→ **JOB 1**
Please condense the paragraph in the notebook introduction that begins "Callysto's Weekly Data Visualization is a learning resource" into a short bulleted list that keeps its main facts.
→ **JOB 2**
From the notebook introduction, retype everything from "The steps of" down to "easily explore it." without changing a word.
→ **JOB 3**
Name every step of the data analysis process that the notebook introduction lists, in the order given.

→ **TEXT TO READ**
The plots generated in this notebook are interactive. You can hover over and click on elements to see more information. 

Email contact@callysto.ca if you experience issues.

### About this Notebook

Callysto's Weekly Data Visualization is a learning resource that aims to develop data literacy skills. We provide Grades 5-12 teachers and students with a data visualization, like a graph, to interpret. This companion resource walks learners through how the data visualization is created and interpreted by a data scientist. 

The steps of the data analysis process are listed below and applied to each weekly topic.

1. Question - What are we trying to answer?
2. Gather - Find the data source(s) you will need. 
3. Organize - Arrange the data, so that you can easily explore it. 
4. Explore - Examine the data to look for evidence to answer the question. This includes creating visualizations. 
5. Interpret - Describe what's happening in the data visualization. 
6. Communicate - Explain how the evidence answers the question. 

# Question

Recently in Canada, wildfires have become a *hot* topic. They are a significant natural disaster that poses a threatening risk to ecosystems, human lives, and the environment. Canada, known for its vast forests and diverse ecosystems, has experienced its fair share of devastating wildfires in recent years. These fires not only have a profound impact on Canada but also affect nearby countries and have broader implications for the climate.

→ **RECORDS PROVIDED**
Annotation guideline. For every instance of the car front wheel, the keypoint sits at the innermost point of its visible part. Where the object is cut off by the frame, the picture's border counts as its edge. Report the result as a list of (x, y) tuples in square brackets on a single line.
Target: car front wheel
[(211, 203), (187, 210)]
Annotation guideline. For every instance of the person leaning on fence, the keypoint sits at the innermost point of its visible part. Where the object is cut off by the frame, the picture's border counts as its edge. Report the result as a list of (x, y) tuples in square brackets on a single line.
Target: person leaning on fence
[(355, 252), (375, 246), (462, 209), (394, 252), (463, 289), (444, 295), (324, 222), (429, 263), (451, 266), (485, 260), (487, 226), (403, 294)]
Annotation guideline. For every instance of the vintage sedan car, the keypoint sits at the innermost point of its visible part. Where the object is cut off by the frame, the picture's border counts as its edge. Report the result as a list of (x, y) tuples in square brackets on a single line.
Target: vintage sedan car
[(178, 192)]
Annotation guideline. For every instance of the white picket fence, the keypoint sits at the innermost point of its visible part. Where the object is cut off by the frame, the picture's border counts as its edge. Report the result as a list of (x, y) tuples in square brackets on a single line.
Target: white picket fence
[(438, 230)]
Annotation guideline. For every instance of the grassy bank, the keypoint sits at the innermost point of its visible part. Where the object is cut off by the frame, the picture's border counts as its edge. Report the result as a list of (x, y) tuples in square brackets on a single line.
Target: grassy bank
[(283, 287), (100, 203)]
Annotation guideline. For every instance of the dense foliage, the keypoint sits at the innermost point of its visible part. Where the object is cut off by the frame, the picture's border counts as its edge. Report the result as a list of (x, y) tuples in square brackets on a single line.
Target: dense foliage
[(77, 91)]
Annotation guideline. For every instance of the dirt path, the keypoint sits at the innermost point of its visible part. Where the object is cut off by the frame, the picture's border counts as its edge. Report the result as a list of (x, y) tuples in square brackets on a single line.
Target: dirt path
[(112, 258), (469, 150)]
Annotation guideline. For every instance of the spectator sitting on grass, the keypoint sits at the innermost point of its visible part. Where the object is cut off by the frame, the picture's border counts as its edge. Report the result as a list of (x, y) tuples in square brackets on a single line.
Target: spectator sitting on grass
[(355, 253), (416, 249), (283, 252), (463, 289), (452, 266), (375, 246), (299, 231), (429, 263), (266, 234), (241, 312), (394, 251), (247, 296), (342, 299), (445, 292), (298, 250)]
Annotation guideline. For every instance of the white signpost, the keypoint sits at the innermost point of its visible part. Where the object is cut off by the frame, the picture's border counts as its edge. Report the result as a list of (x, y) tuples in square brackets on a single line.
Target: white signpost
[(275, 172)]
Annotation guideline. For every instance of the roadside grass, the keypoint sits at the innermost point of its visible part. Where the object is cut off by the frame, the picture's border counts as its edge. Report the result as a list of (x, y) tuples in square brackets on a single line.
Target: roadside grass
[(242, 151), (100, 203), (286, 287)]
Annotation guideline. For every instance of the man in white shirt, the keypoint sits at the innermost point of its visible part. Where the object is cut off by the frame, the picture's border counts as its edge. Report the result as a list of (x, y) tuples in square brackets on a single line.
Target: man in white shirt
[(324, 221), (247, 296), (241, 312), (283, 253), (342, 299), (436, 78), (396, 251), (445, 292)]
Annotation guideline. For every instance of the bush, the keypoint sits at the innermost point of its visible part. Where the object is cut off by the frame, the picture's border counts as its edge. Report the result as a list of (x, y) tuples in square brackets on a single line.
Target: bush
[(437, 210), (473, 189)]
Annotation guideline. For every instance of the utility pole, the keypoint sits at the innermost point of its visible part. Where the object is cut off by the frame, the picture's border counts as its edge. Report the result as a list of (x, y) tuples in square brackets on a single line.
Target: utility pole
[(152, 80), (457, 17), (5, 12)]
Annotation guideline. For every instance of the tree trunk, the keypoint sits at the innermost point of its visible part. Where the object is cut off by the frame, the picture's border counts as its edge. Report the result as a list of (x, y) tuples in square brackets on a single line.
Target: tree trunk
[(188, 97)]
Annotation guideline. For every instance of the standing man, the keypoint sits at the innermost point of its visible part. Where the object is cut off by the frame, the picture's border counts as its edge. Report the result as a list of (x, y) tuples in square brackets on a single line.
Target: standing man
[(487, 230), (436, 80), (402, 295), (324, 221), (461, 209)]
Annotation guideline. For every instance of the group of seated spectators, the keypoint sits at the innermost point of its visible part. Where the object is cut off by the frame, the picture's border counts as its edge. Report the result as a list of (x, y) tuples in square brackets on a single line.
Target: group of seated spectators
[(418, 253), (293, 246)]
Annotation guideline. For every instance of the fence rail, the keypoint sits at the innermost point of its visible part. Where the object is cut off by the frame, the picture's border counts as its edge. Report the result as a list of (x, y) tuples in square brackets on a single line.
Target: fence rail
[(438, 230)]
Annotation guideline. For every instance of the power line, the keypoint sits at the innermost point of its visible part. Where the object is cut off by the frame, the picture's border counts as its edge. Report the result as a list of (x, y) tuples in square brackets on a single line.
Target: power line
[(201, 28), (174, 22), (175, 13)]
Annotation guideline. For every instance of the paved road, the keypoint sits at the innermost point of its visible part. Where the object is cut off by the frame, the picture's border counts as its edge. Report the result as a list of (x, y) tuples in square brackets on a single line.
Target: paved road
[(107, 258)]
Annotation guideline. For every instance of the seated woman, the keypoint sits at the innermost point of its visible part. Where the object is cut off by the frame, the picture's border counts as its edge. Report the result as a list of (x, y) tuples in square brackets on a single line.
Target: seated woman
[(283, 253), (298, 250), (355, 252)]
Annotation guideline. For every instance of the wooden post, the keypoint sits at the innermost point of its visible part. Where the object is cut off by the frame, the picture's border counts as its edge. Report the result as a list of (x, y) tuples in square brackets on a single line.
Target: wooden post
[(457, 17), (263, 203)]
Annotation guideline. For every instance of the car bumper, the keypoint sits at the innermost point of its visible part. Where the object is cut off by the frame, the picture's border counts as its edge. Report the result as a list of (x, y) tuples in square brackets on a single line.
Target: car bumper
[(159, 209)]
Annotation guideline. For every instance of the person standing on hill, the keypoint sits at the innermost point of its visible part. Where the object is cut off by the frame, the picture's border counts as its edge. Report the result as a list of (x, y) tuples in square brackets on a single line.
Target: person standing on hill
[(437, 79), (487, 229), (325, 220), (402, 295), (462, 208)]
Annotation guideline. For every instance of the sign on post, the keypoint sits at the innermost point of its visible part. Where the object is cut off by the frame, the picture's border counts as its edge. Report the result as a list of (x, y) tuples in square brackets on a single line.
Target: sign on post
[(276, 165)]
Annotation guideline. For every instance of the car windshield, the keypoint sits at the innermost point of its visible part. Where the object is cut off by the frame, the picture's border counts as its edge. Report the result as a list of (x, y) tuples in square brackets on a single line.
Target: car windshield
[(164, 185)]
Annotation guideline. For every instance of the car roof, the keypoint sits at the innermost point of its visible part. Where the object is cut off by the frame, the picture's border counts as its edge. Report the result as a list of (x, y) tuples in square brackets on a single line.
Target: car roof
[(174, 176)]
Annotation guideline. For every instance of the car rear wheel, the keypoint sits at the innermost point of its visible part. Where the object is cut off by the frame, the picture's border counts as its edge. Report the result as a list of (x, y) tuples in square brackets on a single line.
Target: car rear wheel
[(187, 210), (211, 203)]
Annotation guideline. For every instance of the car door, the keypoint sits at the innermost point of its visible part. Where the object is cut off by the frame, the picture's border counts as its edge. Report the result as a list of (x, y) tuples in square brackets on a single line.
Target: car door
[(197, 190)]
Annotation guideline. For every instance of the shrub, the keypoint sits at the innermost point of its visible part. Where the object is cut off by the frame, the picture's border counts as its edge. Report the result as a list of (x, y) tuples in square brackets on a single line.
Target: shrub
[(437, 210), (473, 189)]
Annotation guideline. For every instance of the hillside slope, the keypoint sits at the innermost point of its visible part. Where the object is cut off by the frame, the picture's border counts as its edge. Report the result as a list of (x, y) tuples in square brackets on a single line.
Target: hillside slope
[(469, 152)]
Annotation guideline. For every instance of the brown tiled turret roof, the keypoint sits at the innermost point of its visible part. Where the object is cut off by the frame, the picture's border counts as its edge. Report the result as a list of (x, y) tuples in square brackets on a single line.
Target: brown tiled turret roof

→ **WRITTEN RESPONSE 1**
- Callysto's Weekly Data Visualization is a learning resource for building data literacy skills.
- It gives Grades 5-12 teachers and students a data visualization, such as a graph, to interpret.
- The companion resource shows learners how a data scientist creates and interprets that visualization.

→ **WRITTEN RESPONSE 2**
The steps of the data analysis process are listed below and applied to each weekly topic.

1. Question - What are we trying to answer?
2. Gather - Find the data source(s) you will need. 
3. Organize - Arrange the data, so that you can easily explore it.

→ **WRITTEN RESPONSE 3**
1. Question
2. Gather
3. Organize
4. Explore
5. Interpret
6. Communicate